[[ Working data, beginning ]]

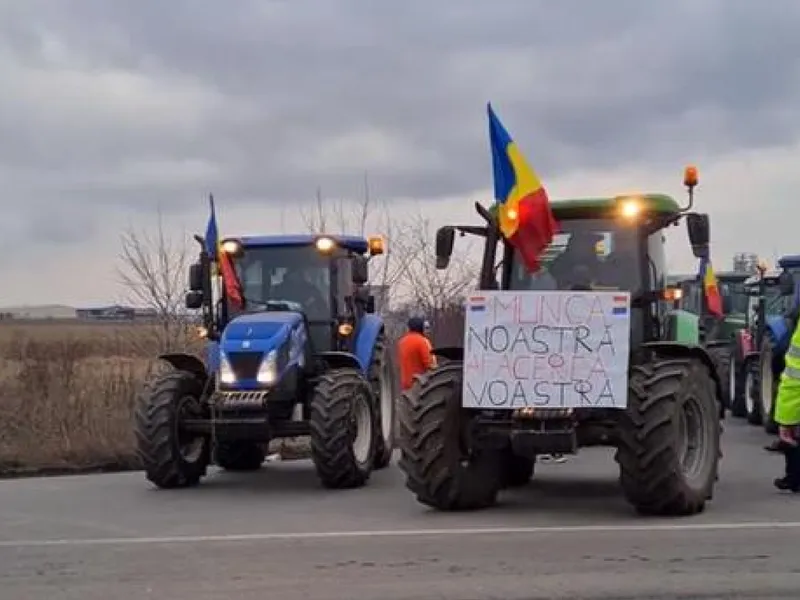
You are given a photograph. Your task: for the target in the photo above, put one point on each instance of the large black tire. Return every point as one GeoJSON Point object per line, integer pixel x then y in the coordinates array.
{"type": "Point", "coordinates": [342, 413]}
{"type": "Point", "coordinates": [384, 386]}
{"type": "Point", "coordinates": [162, 447]}
{"type": "Point", "coordinates": [652, 448]}
{"type": "Point", "coordinates": [239, 456]}
{"type": "Point", "coordinates": [767, 383]}
{"type": "Point", "coordinates": [439, 469]}
{"type": "Point", "coordinates": [721, 357]}
{"type": "Point", "coordinates": [517, 470]}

[[ Working data, end ]]

**Your goal:** Return the records above in their entirety, word for word, with the pictures removed.

**Written response:**
You are given a photograph. Your task: for the target in the photo above, put one point on each instance of the large black tire. Return every point as one GeoJSON Point object per line, integer pixel x then y in the coordinates array.
{"type": "Point", "coordinates": [342, 413]}
{"type": "Point", "coordinates": [384, 386]}
{"type": "Point", "coordinates": [162, 447]}
{"type": "Point", "coordinates": [652, 448]}
{"type": "Point", "coordinates": [239, 456]}
{"type": "Point", "coordinates": [767, 383]}
{"type": "Point", "coordinates": [439, 469]}
{"type": "Point", "coordinates": [721, 357]}
{"type": "Point", "coordinates": [517, 470]}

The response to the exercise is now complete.